Format every line of the records below as a numbered list, skipping any blank lines. Leave the pictures out of your answer.
......
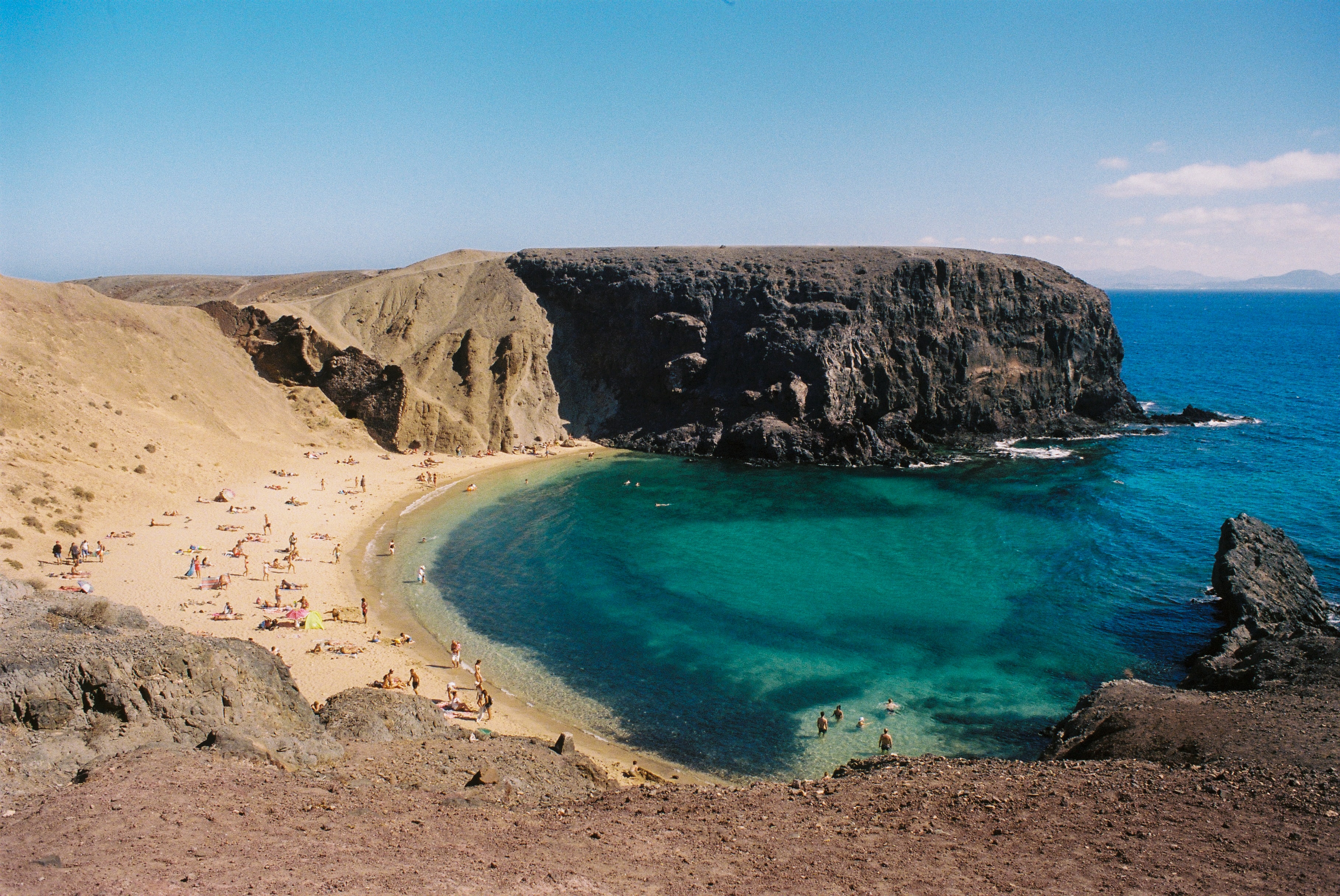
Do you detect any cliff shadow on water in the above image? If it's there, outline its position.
[413,454,1179,776]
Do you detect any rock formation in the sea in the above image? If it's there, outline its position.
[1185,513,1340,690]
[1148,404,1250,426]
[1044,513,1340,762]
[507,248,1143,463]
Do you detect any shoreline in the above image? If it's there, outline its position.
[354,450,725,784]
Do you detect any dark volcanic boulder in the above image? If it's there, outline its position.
[320,687,468,742]
[1185,513,1340,690]
[0,584,343,782]
[508,248,1143,463]
[1148,404,1245,426]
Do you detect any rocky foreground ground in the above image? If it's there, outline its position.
[0,517,1340,895]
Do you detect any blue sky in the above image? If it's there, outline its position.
[0,0,1340,280]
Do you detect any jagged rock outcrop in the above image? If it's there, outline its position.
[1148,404,1252,426]
[507,248,1143,463]
[319,687,469,742]
[0,589,343,780]
[1043,513,1340,762]
[1186,513,1340,690]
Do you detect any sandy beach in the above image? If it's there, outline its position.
[0,278,703,782]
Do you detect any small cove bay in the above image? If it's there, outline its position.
[383,292,1340,777]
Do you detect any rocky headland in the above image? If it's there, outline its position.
[165,246,1152,465]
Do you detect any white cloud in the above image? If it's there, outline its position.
[1158,202,1340,237]
[1103,150,1340,198]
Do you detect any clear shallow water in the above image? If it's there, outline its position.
[393,293,1340,776]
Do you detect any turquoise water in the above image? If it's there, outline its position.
[391,293,1340,777]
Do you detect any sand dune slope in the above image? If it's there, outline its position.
[0,277,372,573]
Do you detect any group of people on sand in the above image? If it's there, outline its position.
[51,538,107,570]
[815,696,903,753]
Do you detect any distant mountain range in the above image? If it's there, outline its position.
[1072,268,1340,292]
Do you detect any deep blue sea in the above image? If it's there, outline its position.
[393,292,1340,777]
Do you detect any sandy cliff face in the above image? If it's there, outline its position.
[508,248,1140,463]
[193,252,563,453]
[73,246,1142,463]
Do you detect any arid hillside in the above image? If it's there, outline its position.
[0,277,372,577]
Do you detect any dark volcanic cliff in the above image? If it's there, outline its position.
[507,248,1142,463]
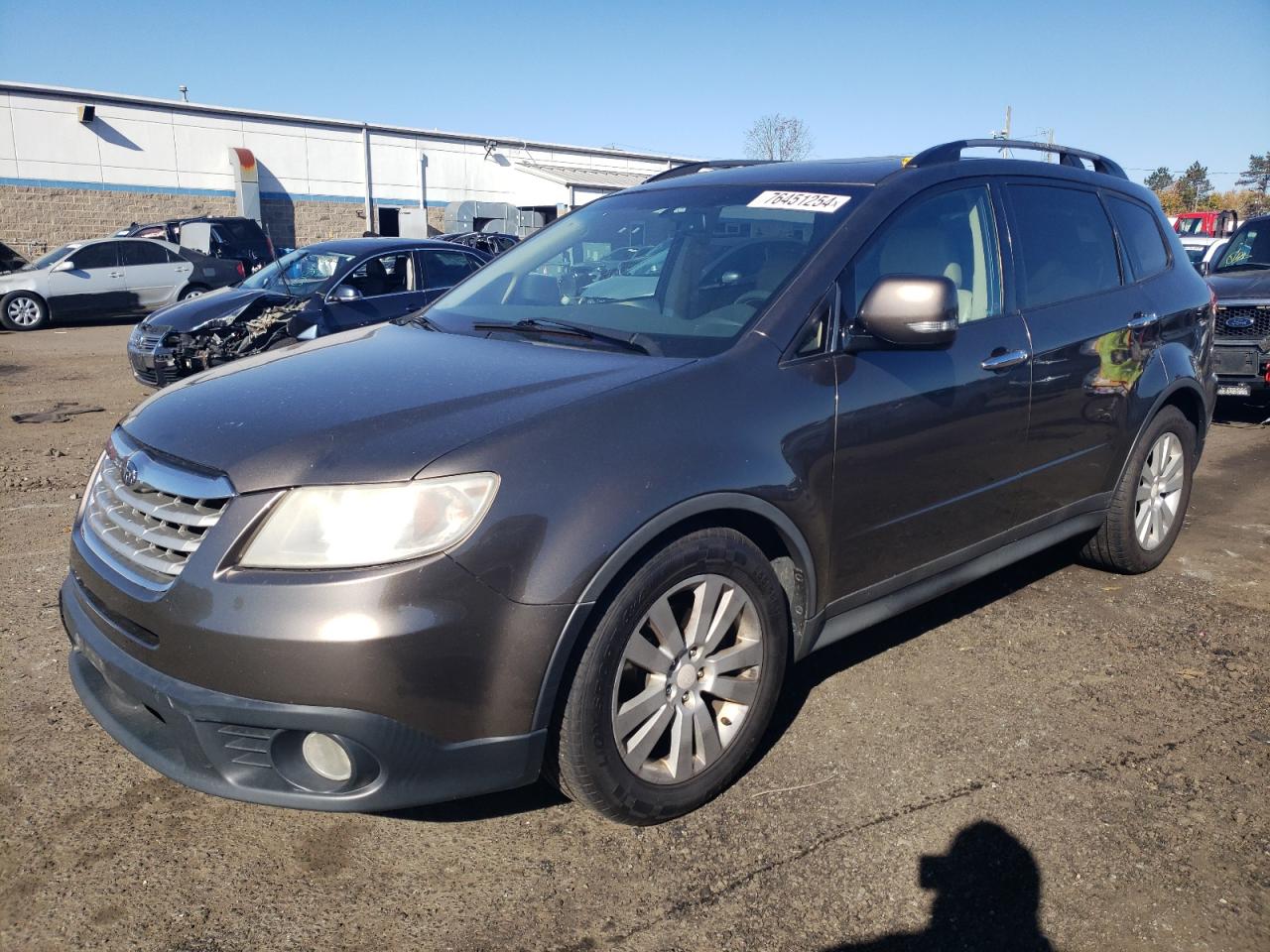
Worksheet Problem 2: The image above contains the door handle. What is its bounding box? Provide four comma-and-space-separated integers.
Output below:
979, 350, 1031, 371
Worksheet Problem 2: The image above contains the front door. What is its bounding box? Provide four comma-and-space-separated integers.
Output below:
49, 241, 126, 317
119, 241, 194, 311
830, 182, 1031, 608
326, 251, 426, 334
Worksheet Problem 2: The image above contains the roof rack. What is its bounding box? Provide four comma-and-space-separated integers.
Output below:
907, 139, 1129, 178
644, 159, 776, 185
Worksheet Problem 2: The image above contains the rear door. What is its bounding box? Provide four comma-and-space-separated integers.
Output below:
1004, 180, 1152, 521
49, 241, 128, 316
416, 248, 484, 303
326, 250, 426, 332
119, 241, 193, 311
831, 181, 1030, 599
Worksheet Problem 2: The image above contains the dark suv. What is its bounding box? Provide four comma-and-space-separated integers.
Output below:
61, 140, 1215, 822
1207, 214, 1270, 396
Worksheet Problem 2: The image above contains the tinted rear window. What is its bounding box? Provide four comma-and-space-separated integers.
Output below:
1110, 198, 1163, 281
1010, 185, 1120, 307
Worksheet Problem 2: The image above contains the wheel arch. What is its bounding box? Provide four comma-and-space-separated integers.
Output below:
534, 493, 817, 730
1111, 377, 1207, 486
0, 289, 54, 323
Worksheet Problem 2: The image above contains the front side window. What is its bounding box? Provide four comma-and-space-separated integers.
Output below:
239, 248, 353, 298
851, 185, 1001, 323
123, 241, 168, 266
1110, 198, 1163, 281
1010, 185, 1120, 307
428, 183, 865, 357
343, 251, 416, 298
1212, 222, 1270, 272
71, 241, 119, 272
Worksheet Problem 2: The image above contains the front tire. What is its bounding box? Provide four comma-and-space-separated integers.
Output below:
1080, 407, 1197, 575
557, 528, 790, 825
0, 291, 49, 330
......
- WRITTEN RESPONSE -
1. Do you detect any cliff shadow on water in the above image? If it's there, outline its position.
2. [413,454,1179,776]
3. Do you detect any rock formation in the sea in the above image? If it's there, outline its position.
4. [1185,513,1340,690]
5. [1148,404,1250,426]
6. [1044,513,1340,762]
7. [507,248,1143,463]
8. Do you detect any shoreline in the above image? If it's there, outline its position.
9. [354,450,725,784]
10. Do you detect any dark volcanic boulder in the above image? If it's there, outline its position.
11. [320,687,468,742]
12. [1185,513,1340,690]
13. [0,584,343,782]
14. [508,248,1143,463]
15. [1148,404,1245,426]
16. Do you detect any rocky foreground ground in the above image? If it's there, outline its position.
17. [0,517,1340,895]
18. Do you detect any blue sky in the above image? If it's there, outline its position.
19. [0,0,1340,280]
20. Do you detect any jagged rock outcrop in the above image? If it's there, outline its position.
21. [1148,404,1252,426]
22. [507,248,1143,463]
23. [319,687,469,742]
24. [0,589,343,780]
25. [1043,513,1340,762]
26. [1186,513,1340,690]
27. Do you detect any sandy beach in the above image? If it's there, outline its position.
28. [0,278,703,782]
29. Do you detect any small cove bay in the above image? If it's there, outline its position.
30. [383,292,1340,777]
31. Do you detect any rocky headland in the above image? If it's there, outline its position.
32. [165,246,1152,465]
33. Do you detect any white cloud in the above image? If it's there, outline its position.
34. [1158,202,1340,237]
35. [1103,150,1340,198]
36. Do you detect any clear shallow water in the above image? If it's there, outline its position.
37. [393,293,1340,776]
38. Do you detect any turquoise water in the above image? If it's there, outline its position.
39. [391,293,1340,777]
40. Do you detect any sand dune slope in the above image? If it's there, outline its position.
41. [0,277,372,573]
42. Do you detect any group of people on sand in the above image? If it's there, outline its position.
43. [51,538,107,570]
44. [815,696,903,753]
45. Do you detect any distant mountain range in the above image? If it's there, outline its position.
46. [1072,268,1340,292]
47. Do you detect any deep blue sea in the above image? If it's there, outline its position.
48. [393,292,1340,777]
49. Do you detect any sandy cliff face in the above image? If it's there, outline its position.
50. [508,248,1140,463]
51. [193,252,563,453]
52. [73,246,1142,463]
53. Do you detect any arid hillside in the above image? If it's there, outline its position.
54. [0,277,372,577]
55. Do you detect any dark volcanic cliff in the above image? If it's there, outline its position.
56. [507,248,1142,463]
57. Worksheet Problem 2: The image above contains the door handle. What is its bounding box? Provide four comma-and-space-separated integers.
58. Output below:
59. 979, 350, 1031, 371
60. Worksheet Problem 2: The image above contains the front door. What is its bounding box? Provide four comma-and-space-separated integers.
61. Output below:
62. 49, 241, 126, 317
63. 119, 241, 194, 311
64. 830, 182, 1031, 608
65. 326, 251, 426, 334
66. Worksheet Problem 2: The image above contains the roof rack. What is its bounding box? Provide four comma-and-space-separated integers.
67. Output below:
68. 907, 139, 1129, 178
69. 644, 159, 776, 185
70. Worksheet Problem 2: The image above contains the rear door. What is its bounding box? Provide four comma-and-space-separated integers.
71. Output below:
72. 1004, 180, 1152, 521
73. 49, 241, 128, 316
74. 416, 248, 484, 303
75. 326, 250, 426, 332
76. 119, 241, 193, 311
77. 831, 181, 1030, 599
78. Worksheet Problem 2: The image above contains the dark suv. What is its bounding box? Provide four comma-and-space-separated integers.
79. Output below:
80. 61, 140, 1215, 822
81. 1207, 214, 1270, 396
82. Worksheet Problem 2: The image above contains the tinted rear window. What is its bounding box? Provide four comma-and-space-separated integers.
83. Output below:
84. 1110, 198, 1163, 281
85. 1010, 185, 1120, 307
86. Worksheet Problem 2: The image above contains the wheel arch. What is its bounding box? Provide four comma-and-space-separated integers.
87. Output below:
88. 534, 493, 817, 730
89. 1111, 377, 1207, 486
90. 0, 289, 54, 323
91. Worksheet Problem 2: The image above contains the front side window. What is its bounding box? Provide four comma-and-space-separated integers.
92. Output below:
93. 239, 248, 353, 298
94. 851, 185, 1001, 323
95. 123, 241, 168, 266
96. 1110, 198, 1163, 281
97. 1010, 185, 1120, 307
98. 428, 183, 865, 357
99. 343, 251, 416, 298
100. 1212, 222, 1270, 272
101. 71, 241, 119, 272
102. Worksheet Problem 2: The image above contains the front tire. What is its bounding box? Provide four comma-and-space-separated integers.
103. Output below:
104. 1080, 407, 1197, 575
105. 557, 528, 790, 825
106. 0, 291, 49, 330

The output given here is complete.